所给资料
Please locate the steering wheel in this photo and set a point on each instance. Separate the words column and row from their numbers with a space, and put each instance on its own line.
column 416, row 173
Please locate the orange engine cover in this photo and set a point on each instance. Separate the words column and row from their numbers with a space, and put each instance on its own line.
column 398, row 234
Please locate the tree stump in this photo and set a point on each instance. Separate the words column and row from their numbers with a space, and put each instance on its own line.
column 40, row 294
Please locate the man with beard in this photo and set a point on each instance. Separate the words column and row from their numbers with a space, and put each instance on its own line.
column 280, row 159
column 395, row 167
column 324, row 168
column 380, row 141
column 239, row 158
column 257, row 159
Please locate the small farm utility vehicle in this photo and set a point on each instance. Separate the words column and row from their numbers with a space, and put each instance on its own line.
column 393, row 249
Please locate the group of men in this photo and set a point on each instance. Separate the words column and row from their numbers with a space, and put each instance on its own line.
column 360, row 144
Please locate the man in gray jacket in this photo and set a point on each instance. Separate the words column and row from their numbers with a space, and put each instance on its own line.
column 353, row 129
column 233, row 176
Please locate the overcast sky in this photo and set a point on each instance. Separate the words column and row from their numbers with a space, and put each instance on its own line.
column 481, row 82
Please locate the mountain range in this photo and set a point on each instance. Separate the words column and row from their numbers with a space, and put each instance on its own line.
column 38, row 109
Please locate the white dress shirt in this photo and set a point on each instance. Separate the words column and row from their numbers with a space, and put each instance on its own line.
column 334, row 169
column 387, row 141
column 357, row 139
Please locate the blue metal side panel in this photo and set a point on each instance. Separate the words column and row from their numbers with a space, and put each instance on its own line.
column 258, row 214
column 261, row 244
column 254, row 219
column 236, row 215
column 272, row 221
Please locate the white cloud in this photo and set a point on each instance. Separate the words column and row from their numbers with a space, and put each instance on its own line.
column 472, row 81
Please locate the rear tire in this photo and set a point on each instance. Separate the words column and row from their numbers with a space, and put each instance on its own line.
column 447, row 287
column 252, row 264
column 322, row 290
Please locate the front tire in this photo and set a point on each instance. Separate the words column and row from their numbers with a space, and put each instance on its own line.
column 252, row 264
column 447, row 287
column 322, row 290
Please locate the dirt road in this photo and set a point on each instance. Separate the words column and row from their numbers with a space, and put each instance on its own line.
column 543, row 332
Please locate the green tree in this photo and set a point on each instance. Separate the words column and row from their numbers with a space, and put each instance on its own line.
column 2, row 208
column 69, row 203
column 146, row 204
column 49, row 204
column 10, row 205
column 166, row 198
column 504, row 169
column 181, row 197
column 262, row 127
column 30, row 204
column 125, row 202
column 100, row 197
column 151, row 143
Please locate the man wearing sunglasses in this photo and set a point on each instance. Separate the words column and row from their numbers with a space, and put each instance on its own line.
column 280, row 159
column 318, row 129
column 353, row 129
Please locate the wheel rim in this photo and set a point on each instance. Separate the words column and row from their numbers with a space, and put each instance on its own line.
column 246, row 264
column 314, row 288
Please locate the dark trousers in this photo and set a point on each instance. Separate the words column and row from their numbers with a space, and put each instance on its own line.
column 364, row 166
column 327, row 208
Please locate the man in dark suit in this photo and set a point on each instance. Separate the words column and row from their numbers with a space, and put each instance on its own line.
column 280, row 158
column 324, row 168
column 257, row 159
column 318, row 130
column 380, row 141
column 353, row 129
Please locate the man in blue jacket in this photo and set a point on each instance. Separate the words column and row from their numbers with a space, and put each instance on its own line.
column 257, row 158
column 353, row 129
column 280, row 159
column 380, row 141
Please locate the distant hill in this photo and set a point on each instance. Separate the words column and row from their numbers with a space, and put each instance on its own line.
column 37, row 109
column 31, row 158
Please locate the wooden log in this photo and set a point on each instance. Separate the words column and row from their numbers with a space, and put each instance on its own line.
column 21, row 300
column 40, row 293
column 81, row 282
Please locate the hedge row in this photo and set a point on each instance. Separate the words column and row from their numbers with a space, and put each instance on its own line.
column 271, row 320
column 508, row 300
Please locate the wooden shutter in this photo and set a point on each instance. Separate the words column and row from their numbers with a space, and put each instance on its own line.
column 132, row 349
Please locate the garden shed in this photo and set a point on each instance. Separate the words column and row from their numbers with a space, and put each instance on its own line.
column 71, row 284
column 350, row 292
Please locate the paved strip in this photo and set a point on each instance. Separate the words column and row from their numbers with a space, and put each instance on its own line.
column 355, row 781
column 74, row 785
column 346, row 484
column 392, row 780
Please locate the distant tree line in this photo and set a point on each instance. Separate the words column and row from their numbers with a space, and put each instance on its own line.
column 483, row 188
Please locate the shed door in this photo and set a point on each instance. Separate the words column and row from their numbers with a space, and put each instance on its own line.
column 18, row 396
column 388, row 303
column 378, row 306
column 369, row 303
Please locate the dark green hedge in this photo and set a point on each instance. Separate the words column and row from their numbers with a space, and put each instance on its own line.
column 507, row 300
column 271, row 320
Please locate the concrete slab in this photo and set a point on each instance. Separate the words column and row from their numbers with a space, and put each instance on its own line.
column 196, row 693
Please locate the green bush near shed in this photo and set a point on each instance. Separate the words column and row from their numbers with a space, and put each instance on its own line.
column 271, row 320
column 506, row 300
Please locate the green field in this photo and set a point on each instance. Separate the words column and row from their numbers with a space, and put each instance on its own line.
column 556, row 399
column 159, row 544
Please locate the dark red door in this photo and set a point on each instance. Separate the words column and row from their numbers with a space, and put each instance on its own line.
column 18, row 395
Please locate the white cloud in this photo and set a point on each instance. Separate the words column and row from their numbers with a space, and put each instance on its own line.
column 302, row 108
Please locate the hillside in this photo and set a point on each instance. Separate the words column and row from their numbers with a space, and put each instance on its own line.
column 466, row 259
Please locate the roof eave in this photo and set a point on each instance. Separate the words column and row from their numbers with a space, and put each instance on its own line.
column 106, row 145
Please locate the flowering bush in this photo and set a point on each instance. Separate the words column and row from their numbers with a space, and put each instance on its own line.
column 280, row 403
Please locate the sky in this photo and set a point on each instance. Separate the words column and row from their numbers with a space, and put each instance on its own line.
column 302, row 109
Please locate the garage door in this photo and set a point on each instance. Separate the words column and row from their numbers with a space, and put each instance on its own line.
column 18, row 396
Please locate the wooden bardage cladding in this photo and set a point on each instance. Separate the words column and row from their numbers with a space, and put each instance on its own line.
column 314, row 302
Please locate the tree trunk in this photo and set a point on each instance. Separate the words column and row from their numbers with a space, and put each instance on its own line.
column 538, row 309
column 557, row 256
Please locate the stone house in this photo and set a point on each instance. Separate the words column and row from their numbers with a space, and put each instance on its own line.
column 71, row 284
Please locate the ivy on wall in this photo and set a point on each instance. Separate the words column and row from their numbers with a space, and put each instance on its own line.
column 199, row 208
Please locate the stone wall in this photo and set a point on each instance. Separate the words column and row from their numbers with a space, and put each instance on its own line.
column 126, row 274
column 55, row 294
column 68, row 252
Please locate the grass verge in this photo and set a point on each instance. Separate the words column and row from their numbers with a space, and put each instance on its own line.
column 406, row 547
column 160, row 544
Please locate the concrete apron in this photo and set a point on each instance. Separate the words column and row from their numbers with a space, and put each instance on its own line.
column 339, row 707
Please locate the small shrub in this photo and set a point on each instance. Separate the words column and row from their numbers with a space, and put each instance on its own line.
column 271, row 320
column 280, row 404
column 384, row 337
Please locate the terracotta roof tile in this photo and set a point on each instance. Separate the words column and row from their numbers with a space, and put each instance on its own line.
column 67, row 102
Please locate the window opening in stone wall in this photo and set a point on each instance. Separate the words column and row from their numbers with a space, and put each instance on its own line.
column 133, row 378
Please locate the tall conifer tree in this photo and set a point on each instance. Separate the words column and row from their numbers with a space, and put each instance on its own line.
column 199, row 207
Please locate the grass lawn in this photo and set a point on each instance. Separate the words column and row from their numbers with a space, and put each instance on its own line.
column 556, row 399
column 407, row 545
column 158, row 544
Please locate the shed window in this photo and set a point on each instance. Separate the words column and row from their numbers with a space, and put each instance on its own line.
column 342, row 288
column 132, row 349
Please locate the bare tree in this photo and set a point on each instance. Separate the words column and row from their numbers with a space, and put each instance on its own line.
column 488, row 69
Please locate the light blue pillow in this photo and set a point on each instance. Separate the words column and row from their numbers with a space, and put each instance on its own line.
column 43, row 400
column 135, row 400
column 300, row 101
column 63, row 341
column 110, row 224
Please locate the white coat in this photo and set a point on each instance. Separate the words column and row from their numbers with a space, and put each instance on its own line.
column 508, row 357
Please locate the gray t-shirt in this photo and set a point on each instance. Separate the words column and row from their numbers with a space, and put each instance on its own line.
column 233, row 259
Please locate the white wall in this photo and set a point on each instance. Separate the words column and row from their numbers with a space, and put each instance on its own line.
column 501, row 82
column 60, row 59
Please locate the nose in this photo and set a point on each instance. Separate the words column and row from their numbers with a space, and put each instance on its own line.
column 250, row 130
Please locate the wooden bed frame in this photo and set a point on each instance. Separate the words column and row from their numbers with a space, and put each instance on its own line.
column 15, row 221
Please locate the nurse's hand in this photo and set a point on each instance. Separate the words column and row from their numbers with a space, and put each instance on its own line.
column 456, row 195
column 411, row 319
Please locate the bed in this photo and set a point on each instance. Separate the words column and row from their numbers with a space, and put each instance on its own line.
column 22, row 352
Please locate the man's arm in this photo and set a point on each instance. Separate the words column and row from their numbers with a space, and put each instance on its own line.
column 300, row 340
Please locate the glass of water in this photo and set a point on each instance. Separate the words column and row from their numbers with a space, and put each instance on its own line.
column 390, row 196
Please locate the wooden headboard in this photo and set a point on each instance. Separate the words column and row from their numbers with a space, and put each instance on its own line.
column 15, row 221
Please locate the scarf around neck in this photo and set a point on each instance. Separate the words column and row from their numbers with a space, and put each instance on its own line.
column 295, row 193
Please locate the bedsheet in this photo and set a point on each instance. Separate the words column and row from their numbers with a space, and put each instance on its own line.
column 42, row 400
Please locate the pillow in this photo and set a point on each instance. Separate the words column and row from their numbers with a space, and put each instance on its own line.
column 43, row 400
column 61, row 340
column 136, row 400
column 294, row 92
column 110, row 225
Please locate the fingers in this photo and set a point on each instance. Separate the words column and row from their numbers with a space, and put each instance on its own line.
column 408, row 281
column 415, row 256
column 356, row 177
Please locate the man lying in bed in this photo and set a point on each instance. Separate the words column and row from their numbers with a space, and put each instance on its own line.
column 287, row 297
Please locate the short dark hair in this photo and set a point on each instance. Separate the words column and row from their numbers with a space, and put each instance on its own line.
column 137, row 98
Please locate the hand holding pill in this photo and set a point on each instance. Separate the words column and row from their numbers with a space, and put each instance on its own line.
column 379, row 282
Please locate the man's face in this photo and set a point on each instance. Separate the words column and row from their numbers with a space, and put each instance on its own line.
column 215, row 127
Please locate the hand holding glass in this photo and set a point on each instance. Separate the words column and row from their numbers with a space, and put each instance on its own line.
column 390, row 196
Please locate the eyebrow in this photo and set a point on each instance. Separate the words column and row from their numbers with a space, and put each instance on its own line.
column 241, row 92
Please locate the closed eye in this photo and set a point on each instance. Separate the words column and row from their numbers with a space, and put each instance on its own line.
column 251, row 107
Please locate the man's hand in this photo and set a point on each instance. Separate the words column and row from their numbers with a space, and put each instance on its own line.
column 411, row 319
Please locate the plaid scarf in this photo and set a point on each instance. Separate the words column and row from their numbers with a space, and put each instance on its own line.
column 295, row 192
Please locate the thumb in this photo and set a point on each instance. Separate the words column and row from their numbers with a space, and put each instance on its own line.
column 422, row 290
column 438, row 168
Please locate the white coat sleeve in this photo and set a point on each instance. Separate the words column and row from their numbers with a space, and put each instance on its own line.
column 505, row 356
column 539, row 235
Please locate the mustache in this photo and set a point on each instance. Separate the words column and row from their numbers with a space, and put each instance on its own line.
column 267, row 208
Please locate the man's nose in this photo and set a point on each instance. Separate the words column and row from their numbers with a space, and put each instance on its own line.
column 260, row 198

任务要求
请把从含有“Please locate the window”的那一行到含有“column 158, row 544”的那一行重新写出，并将其中的“conifer”改为“pine”，其余内容一律不变。

本题答案
Please locate the window opening in stone wall in this photo and set a point on each instance. Separate the words column and row from their numbers with a space, and put each instance on its own line.
column 133, row 378
Please locate the tall pine tree in this photo and set a point on each instance. Separate the words column and row from their numbers with a space, and put each instance on its own line.
column 199, row 207
Please locate the grass lawn in this photo and set a point on each instance. Separate the words column and row from their numbers with a space, and put each instance on its own line.
column 556, row 399
column 407, row 545
column 158, row 544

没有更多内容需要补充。